**Exercise requirements**
Reproduce the lines below without any change, starting at the first line of the records and stopping after the line that contains "[0,0,1000,301]", with both of those lines included.

Records
START
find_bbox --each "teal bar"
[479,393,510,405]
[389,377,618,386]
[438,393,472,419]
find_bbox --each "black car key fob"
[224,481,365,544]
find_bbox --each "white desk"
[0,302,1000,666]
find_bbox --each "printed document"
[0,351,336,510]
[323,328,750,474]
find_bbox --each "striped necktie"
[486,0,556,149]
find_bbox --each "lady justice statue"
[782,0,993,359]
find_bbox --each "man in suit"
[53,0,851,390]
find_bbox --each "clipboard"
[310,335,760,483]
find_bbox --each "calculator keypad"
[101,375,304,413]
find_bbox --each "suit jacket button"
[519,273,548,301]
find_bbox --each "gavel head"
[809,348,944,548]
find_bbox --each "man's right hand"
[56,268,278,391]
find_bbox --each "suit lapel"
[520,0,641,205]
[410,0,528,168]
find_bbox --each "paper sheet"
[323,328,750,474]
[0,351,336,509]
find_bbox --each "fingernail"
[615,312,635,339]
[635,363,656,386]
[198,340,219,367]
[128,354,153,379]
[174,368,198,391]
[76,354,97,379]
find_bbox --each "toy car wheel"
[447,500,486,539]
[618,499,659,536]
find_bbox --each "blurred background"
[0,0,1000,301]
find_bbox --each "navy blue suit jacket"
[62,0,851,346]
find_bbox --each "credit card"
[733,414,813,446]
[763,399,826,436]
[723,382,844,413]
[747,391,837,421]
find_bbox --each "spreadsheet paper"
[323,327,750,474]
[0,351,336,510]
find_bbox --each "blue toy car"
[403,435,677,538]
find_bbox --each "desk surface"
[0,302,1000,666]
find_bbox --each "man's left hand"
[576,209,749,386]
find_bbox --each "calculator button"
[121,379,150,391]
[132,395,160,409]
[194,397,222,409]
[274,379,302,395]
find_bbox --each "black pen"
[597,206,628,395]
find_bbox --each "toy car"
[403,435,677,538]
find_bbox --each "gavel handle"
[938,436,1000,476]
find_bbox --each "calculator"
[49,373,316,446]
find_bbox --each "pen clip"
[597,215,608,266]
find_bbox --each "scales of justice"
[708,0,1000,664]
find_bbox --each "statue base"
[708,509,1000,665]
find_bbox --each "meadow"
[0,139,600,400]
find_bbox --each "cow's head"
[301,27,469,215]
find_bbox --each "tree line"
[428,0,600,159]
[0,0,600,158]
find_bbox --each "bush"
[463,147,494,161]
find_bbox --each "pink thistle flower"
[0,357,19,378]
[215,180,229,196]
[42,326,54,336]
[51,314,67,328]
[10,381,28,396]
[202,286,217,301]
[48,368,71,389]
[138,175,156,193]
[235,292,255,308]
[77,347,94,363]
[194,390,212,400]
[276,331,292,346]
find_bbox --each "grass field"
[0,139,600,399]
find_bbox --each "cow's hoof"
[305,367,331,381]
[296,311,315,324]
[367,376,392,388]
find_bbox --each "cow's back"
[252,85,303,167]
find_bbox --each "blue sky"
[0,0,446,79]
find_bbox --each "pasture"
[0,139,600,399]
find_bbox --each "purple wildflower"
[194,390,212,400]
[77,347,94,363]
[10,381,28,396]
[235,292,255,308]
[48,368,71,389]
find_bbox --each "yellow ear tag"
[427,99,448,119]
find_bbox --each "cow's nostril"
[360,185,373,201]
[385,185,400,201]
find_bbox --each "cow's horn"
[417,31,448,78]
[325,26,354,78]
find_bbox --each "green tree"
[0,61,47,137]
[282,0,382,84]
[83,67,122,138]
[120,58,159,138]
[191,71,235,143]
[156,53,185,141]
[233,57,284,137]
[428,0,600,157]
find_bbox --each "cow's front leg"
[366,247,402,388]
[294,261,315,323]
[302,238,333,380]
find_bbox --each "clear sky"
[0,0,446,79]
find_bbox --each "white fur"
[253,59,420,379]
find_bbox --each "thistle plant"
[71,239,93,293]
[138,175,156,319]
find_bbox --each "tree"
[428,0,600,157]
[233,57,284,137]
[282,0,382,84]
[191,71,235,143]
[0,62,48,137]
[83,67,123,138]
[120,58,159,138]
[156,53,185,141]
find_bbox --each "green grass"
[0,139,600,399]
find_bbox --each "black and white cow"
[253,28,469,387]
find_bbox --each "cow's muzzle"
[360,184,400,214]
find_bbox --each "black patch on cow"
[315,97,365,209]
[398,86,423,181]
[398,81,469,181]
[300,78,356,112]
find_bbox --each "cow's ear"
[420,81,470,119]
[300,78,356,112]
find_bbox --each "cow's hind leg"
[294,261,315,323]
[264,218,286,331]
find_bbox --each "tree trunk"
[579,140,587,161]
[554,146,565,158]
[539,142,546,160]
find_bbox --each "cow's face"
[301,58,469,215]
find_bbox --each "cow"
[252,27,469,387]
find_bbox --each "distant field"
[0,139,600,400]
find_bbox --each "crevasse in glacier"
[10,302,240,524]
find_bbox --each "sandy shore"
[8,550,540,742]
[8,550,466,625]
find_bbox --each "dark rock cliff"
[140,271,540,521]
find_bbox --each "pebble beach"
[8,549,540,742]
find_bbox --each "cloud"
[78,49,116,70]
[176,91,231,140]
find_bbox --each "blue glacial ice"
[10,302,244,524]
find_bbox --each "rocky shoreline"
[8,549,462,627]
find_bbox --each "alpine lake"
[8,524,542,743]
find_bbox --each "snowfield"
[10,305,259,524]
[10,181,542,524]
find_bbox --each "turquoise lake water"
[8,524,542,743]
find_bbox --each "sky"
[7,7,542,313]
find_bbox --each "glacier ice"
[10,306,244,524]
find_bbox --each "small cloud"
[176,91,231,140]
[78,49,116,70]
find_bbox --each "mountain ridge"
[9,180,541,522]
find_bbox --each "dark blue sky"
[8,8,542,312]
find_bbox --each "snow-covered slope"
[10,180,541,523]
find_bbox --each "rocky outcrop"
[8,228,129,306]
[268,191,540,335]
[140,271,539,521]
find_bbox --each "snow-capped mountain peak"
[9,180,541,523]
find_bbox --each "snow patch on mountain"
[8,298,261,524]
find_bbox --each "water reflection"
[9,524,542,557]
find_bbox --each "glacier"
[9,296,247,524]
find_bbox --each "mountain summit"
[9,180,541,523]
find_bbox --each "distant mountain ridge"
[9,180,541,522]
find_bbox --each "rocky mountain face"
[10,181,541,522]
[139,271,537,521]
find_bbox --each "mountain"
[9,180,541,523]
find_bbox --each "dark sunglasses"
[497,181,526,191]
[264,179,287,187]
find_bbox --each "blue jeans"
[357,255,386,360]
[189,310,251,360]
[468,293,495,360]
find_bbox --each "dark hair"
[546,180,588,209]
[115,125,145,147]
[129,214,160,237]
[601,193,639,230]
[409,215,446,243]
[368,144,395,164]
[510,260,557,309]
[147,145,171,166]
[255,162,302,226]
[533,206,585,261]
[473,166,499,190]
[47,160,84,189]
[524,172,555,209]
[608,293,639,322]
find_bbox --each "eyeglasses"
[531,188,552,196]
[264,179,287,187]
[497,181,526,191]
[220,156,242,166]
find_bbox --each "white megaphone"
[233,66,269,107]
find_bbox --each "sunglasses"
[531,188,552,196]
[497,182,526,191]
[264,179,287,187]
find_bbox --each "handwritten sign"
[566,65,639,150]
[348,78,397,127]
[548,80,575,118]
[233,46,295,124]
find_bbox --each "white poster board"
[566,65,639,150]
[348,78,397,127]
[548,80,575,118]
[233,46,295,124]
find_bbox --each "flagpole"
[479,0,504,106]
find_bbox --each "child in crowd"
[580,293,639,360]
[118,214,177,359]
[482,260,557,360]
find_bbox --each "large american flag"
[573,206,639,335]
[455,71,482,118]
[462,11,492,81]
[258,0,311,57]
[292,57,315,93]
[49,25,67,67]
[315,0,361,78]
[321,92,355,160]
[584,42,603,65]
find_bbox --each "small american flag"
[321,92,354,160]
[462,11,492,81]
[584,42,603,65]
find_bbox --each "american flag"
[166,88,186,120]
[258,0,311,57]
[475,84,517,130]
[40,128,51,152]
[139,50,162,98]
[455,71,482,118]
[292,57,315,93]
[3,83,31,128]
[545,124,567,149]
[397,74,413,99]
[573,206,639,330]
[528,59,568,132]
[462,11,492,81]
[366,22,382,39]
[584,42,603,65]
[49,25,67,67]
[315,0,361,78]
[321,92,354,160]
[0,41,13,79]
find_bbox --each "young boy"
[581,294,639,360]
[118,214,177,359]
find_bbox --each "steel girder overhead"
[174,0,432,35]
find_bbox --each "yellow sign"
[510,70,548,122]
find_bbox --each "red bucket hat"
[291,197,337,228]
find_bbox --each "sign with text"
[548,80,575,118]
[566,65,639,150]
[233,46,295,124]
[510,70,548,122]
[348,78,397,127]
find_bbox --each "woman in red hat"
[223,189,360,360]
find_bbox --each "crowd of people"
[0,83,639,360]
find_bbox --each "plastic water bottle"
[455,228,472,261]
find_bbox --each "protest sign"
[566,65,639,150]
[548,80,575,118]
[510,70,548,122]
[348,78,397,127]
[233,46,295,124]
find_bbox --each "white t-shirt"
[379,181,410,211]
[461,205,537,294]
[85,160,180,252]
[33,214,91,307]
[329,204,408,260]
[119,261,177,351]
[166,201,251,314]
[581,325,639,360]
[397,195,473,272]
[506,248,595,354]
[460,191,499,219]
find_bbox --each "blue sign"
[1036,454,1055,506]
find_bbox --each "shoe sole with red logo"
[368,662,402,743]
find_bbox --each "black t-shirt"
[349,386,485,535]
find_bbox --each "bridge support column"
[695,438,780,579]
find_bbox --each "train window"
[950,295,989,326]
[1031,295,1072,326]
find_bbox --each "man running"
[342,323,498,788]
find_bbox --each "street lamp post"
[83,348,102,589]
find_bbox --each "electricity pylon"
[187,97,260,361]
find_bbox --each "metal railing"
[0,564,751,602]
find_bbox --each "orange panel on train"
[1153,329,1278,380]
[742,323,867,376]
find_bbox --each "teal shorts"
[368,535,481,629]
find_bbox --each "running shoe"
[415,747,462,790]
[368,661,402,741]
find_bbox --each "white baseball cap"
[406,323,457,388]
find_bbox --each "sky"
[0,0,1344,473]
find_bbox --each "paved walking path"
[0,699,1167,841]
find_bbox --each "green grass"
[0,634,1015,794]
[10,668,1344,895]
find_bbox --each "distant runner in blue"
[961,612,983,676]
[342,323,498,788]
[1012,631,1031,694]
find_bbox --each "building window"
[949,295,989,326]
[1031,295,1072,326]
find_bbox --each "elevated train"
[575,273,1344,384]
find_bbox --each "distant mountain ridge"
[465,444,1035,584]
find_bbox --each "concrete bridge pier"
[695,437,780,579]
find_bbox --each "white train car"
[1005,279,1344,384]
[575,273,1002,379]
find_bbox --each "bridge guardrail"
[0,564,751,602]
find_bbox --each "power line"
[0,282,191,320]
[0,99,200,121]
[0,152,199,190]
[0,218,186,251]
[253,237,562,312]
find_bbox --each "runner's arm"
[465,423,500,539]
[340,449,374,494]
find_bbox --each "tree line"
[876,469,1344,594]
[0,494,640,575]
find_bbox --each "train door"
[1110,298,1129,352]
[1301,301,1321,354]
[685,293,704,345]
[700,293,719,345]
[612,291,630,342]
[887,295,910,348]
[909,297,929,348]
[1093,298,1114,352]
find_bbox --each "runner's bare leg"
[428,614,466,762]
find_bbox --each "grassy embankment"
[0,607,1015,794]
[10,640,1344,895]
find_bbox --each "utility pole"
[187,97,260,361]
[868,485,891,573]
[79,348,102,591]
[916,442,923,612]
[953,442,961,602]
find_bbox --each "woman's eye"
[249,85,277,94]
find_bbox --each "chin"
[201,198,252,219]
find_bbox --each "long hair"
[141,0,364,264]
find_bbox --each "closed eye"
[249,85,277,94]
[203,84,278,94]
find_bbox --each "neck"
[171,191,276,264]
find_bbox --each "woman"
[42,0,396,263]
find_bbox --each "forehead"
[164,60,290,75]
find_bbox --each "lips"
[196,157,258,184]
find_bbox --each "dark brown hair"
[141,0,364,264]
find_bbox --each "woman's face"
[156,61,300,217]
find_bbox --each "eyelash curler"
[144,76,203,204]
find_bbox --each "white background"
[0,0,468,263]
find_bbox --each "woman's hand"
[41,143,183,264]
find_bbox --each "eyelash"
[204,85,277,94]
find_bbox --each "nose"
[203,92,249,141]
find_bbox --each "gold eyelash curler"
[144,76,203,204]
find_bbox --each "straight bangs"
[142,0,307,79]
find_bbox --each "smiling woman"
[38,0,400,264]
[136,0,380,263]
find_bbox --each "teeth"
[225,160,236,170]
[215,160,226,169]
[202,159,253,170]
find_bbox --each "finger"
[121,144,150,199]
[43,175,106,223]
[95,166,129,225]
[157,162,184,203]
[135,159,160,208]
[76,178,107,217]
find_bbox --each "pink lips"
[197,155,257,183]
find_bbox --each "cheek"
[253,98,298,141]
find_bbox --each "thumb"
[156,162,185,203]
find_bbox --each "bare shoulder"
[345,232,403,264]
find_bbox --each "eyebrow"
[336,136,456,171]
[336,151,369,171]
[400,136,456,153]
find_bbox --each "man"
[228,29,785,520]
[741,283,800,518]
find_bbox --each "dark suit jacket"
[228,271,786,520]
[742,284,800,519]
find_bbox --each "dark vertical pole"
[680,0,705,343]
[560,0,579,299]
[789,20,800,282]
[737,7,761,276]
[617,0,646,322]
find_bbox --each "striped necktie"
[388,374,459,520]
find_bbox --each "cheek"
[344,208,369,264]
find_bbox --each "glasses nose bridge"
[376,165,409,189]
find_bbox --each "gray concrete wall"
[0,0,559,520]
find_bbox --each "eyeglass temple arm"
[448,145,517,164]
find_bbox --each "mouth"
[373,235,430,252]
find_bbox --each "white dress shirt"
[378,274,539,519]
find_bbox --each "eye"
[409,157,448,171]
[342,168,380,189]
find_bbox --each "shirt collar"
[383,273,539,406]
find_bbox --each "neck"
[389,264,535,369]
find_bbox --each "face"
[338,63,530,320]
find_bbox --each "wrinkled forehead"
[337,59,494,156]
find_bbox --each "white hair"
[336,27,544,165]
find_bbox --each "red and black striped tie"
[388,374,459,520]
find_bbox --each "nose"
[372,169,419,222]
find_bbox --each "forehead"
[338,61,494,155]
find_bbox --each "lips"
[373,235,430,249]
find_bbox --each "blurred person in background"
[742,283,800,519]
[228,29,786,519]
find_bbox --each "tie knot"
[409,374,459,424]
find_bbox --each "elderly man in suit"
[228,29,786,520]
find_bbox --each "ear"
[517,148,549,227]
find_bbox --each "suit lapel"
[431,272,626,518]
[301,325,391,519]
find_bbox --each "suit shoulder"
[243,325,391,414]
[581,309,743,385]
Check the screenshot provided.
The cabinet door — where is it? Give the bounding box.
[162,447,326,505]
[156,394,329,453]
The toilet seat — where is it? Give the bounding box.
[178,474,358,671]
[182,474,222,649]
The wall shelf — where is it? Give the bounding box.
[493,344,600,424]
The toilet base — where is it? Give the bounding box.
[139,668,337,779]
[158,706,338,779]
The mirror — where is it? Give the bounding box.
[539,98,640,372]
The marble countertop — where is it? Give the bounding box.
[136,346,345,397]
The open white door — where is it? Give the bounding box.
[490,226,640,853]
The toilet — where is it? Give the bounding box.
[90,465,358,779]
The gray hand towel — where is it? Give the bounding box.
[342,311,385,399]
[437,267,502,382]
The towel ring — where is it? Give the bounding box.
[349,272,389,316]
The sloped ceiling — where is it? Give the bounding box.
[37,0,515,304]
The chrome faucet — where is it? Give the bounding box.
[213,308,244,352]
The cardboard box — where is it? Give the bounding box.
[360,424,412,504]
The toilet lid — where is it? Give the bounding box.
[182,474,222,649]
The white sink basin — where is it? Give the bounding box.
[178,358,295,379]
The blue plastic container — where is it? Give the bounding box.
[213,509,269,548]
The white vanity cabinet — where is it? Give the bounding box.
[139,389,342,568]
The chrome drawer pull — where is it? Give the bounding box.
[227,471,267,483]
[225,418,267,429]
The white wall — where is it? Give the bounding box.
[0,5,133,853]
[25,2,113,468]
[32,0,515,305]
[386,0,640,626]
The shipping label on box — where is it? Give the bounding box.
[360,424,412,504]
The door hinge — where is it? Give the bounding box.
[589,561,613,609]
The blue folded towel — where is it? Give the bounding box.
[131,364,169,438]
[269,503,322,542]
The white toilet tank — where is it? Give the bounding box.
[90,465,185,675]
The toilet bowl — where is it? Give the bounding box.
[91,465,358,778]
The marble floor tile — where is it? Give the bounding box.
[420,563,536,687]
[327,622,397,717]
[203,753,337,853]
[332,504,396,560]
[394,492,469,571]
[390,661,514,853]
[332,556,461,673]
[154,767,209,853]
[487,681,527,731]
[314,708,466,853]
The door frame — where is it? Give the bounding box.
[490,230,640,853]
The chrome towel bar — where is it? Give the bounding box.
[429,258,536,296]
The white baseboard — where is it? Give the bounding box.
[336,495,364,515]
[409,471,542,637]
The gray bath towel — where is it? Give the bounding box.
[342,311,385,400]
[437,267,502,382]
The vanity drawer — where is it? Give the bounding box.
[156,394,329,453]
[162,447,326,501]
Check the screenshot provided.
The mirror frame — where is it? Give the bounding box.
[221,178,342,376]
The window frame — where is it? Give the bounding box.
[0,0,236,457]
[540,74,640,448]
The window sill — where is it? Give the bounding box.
END
**Exercise response**
find_bbox --each "teal bar"
[479,393,510,405]
[389,377,618,386]
[438,393,472,419]
find_bbox --each "black car key fob"
[224,481,365,544]
find_bbox --each "white desk"
[0,302,1000,666]
find_bbox --each "printed document"
[0,351,336,510]
[323,328,750,474]
find_bbox --each "striped necktie"
[486,0,556,149]
find_bbox --each "lady justice statue"
[782,0,993,359]
find_bbox --each "man in suit"
[53,0,851,390]
find_bbox --each "clipboard"
[310,335,760,483]
find_bbox --each "calculator keypad"
[101,375,304,413]
find_bbox --each "suit jacket button"
[519,273,548,301]
find_bbox --each "gavel head"
[809,348,944,548]
find_bbox --each "man's right hand"
[56,268,278,391]
find_bbox --each "suit lapel"
[520,0,641,205]
[410,0,528,168]
find_bbox --each "paper sheet"
[323,328,750,474]
[0,351,336,509]
find_bbox --each "fingernail"
[615,312,635,339]
[635,363,656,386]
[198,340,219,367]
[128,354,153,379]
[174,368,198,391]
[76,354,97,379]
find_bbox --each "toy car wheel"
[447,500,486,539]
[618,499,659,536]
find_bbox --each "blurred background"
[0,0,1000,301]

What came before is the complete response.